(Texte de la page):

....

ELISABETH DE BAUDOÜIN (414)
04.03.2015
© Sabrina Fusco / ALETEIA
« Laisser ses parents âgés sans visite pendant huit mois, cela s’appelle un péché mortel ! » Comme chacun sait, le Pape ne plaisante pas avec la « culture du rejet ». Surtout quand elle s’attaque aux plus vulnérables, en particulier les personnes âgées. Mais ce mercredi
4 mars 2015, face aux fidèles rassemblés place Saint-Pierre, François a haussé le ton d’un cran, pour dénoncer la « condition problématique actuelle des personnes âgées », objet de cette nouvelle catéchèse sur la famille. La prochaine fois, a-t-il annoncé au passage, il traitera à nouveau du grand âge, mais en positif cette fois : il s’agira de réfléchir à « la vocation contenue dans cet âge de la vie ».
Un souvenir et une anecdote
À la clef de ce long plaidoyer, figurent un souvenir personnel et une anecdote. Le premier concerne les visites que Jorge Mario Bergoglio faisait dans les maisons de retraite quand il était en Argentine, et qui donnaient lieu à cet échange : « Comment allez-vous ? Et vos enfants ? Combien en avez-vous ? C’est beaucoup ! Et viennent-ils vous rendre visite ? Oui, oui, ils viennent, ils viennent souvent ! Ah, et quand sont-ils venus la dernière fois ? »... Un jour, une vielle dame répond au futur Pape que la dernière visite remonte à Noël… « Alors que nous étions en août », se scandalise François, avant d’ajouter : « Huit mois sans recevoir de visite de ses enfants ! Huit mois abandonnée ! Cela s’appelle un péché mortel, vous entendez ? ».
L’histoire du vieillard qu’on faisait manger à part, pour ne pas choquer
L’anecdote, elle, lui vient de sa grand-mère. Nonna Rosa (qui comme on le sait occupe une grande place dans le cœur de son petit-fils) avait raconté l’histoire d’un vieillard, qui se salissait quand il mangeait sa soupe, car il n’arrivait plus à porter la cuillère à sa bouche. Pour éviter de faire mauvais effet quand il y avait des invités à table, le père de famille avait décidé de le faire déjeuner tout seul à la cuisine, sur une petite table. Un jour, poursuit le Pape, cet homme rentre à la maison et trouve son fils avec du bois, un marteau et des clous, en train de fabriquer une petite table. « C’est pour que tu puisses manger dessus quand tu seras vieux », explique l’enfant à son père. Et le Pape de conclure : « Les enfants ont plus de conscience que nous ».
Le constat d’une société qui rejette les « vieux »

....

(Travail à faire):
- A) Dans l'article sur la catéchèse du pape consacrée aux personnes âgées, relevez toutes les questions de l'échange qui avait lieu lors des visites de Jorge Mario Bergoglio dans les maisons de retraite.
- B) Rédigez la suite de l'article sur la catéchèse du pape consacrée aux personnes âgées, sous son dernier intertitre, « Le constat d'une société qui rejette les « vieux » ».
Les données qui suivent proviennent d'une autre source que ce texte.

(Données fournies):
....

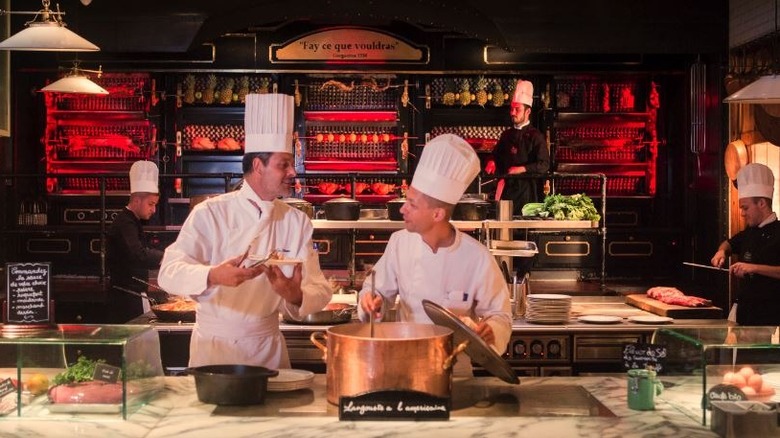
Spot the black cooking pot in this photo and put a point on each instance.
(342, 209)
(231, 384)
(394, 209)
(471, 209)
(300, 204)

....

(Réponses aux consignes):
- A)
« Comment allez-vous ? »
« Et vos enfants ? »
« Combien en avez-vous ? »
« Et viennent-ils vous rendre visite ? »
« Ah, et quand sont-ils venus la dernière fois ? »

- B)
« Grâce aux progrès de la médecine, la vie s’est allongée, mais la société ne s’est pas "élargie" à la vie, constate le Pape. Le nombre des personnes âgées s’est multiplié, mais nos sociétés ne se sont pas suffisamment organisées pour leur faire une place, avec un juste respect et de la considération concrète pour leur fragilité et leur dignité. Tant que nous sommes jeunes, nous sommes conduits à ignorer la vieillesse, comme si c’était une maladie, une maladie dont il faut se tenir éloigné. Mais quand nous devenons âgés, spécialement si nous sommes pauvres, malades, seuls, nous faisons l’expérience des lacunes d’une société basée sur l’efficacité et qui donc ignore les personnes âgées (qu’elle voit comme un poids, un fardeau, parce qu’elles ne produisent rien, à la différence des jeunes, qui sont utiles et peuvent donc jouir,ajoutera-t-il plus tard) ».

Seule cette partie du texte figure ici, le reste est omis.